Source text:
════
# Boat runs good at high speed then when I slow down it stalls and didn't want to start



## BURNIN DAYLIGHT (Oct 14, 2010)

Sat I ran from conneaut to nw of ashtabula on Canadian line boat ran good all the way out but when I got down to trolling speed it stalled so I turned the key over three or four times then the key stops working ignition switch figured that one out I was praying to god it wasn't the starter way out there ugg so I get it figured out by hot wireing jumping the switch ok. Next issue it still wont start unless I give it gas but soon as I get it back down to idle to get it in gear it stalls I gave it gas gotit started and throw it into gear its going so we are on our way in 3200rpm running good get to harbor to no wake stalls again I do apologies to those of you I upset but I had to give it enough gas to get to the dock ok at the dock it stalls get it started pull up 15' stalls I just walked it to the trailer I tied up the dock for 15min I felt the eyes on me sorry couldn't help it any way I can Really use some help. plugs not fouled wires one year old only difference is it sat for two weeks it ran good last trip out thanks in advance before this one


----------



## BURNIN DAYLIGHT (Oct 14, 2010)

I forgot to add its a 350chevy io


----------



## bountyhunter (Apr 28, 2004)

I d start at the linkage , from carb to the control cable could have moved came loose. just a place to start looking.put the snubber on don,t forget to turn the water on.


----------



## BURNIN DAYLIGHT (Oct 14, 2010)

bountyhunter said:


> I d start at the linkage , from carb to the control cable could have moved came loose. just a place to start looking.put the snubber on don,t forget to turn the water on.


Thank you will do tomorrow


----------



## BURNIN DAYLIGHT (Oct 14, 2010)

I will let you know what happens


----------



## viper1 (Apr 13, 2004)

Grab the carb and see if it moves. Some times they'll loosen and cause to much air. It can also cause linkage calibration to be off.


----------



## BURNIN DAYLIGHT (Oct 14, 2010)

Will do I appreciate your advice thank you im researching on the internet and it has me all over crazy the way it happened first problem in 7 years but when it rains it pours I guess


----------



## junkyardjeff (Aug 10, 2014)

Might be time for a carb rebuild or might need to have the idle curcuit cleaned out


----------



## fastwater (Apr 1, 2014)

When was the last time the fuel filters/separator was changed?

Also inspect all vacuum lines to make sure one didn't come unplugged , is dry rotted or a hole rubbed in it.


----------



## BURNIN DAYLIGHT (Oct 14, 2010)
════
Record list:
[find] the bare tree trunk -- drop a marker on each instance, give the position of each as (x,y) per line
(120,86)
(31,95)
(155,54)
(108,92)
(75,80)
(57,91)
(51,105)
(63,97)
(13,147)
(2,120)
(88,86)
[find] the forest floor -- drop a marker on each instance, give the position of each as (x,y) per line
════
Exercise A:
From the boat stalling thread, set down word for word the passage from "Will do I appreciate" to "(Aug 10, 2014)".
Exercise B:
Using the boat stalling thread, state whether each statement agrees with it, and quote the words that decide each one: (i) The engine is a 350 Chevy I/O. (ii) The spark plugs were found fouled. (iii) The boat had sat for two weeks before this trip.

Right answer A:
Will do I appreciate your advice thank you im researching on the internet and it has me all over crazy the way it happened first problem in 7 years but when it rains it pours I guess


----------



## junkyardjeff (Aug 10, 2014)

Right answer B:
(i) Yes: "I forgot to add its a 350chevy io"
(ii) No: "plugs not fouled"
(iii) Yes: "only difference is it sat for two weeks"